• INPUT RECORDS:
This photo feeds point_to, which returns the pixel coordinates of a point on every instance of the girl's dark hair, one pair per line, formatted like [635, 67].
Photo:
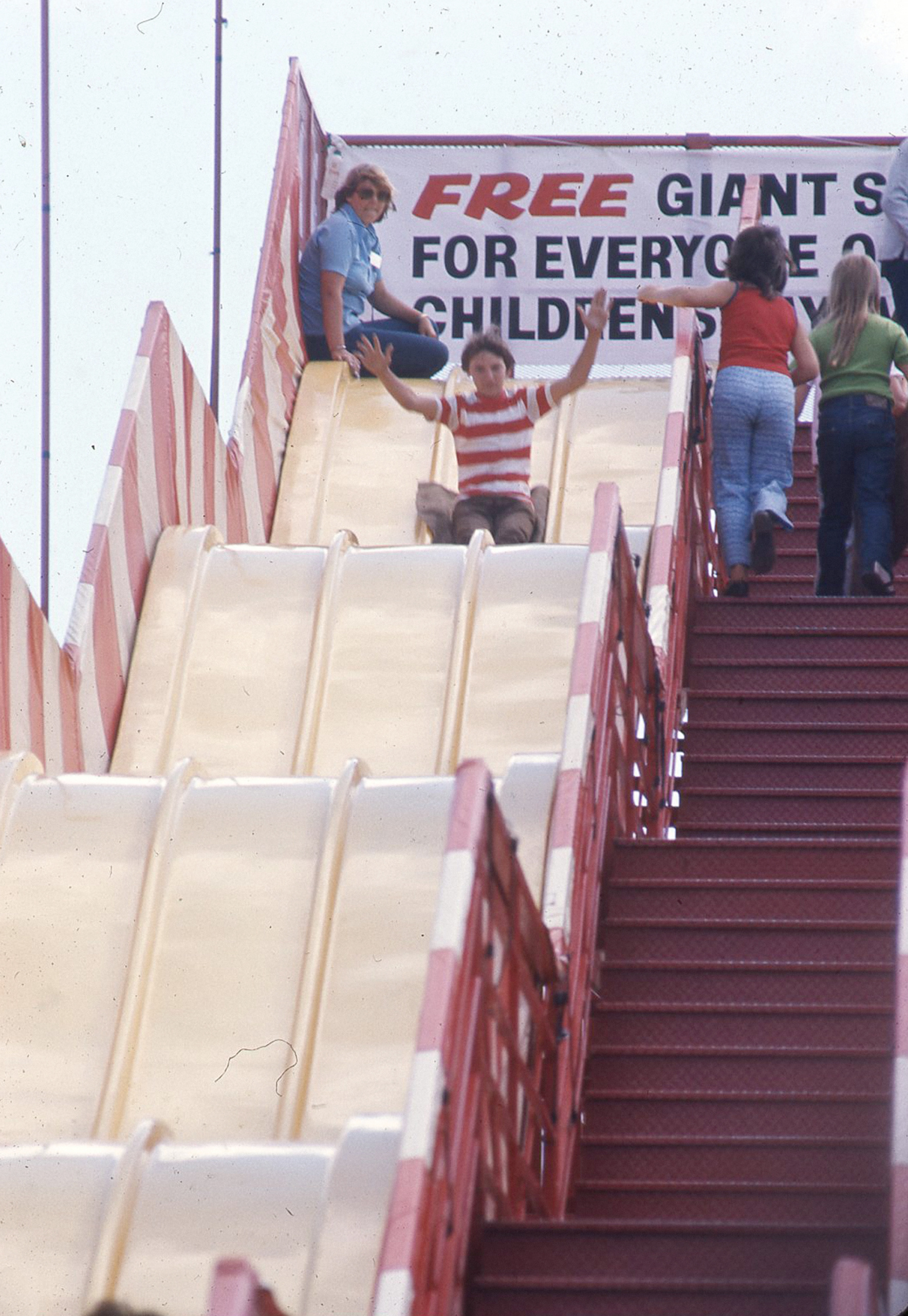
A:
[365, 174]
[759, 257]
[487, 340]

• TASK REQUIREMENTS: In your copy of the material, match every word exactly and include no pictures.

• SOLUTION TO THE EXERCISE:
This photo feeds point_to, which returns the pixel coordinates of a point on every instance of the girl's dark hair, one pair per line, formatted like [635, 67].
Photo:
A:
[365, 174]
[759, 257]
[487, 340]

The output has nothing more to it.